Region annotation entries:

......

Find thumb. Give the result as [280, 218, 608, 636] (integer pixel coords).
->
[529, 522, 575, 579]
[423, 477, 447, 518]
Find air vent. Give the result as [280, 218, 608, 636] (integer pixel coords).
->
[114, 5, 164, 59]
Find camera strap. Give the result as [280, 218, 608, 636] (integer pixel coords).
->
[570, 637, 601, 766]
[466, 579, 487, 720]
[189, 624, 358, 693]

......

* _Do this_: Please replace "thumb" with "index finger" and reproduce the listing from its start through the line containing "[114, 5, 164, 59]", both ends included, leaving everything else unchanged. Give only those lines.

* _Exercise answer_:
Find index finger. Give the result as [280, 218, 608, 636] (integer pixel coords).
->
[529, 522, 575, 579]
[423, 477, 447, 518]
Find air vent. Give the result as [280, 218, 608, 636] (integer pixel coords).
->
[114, 5, 164, 59]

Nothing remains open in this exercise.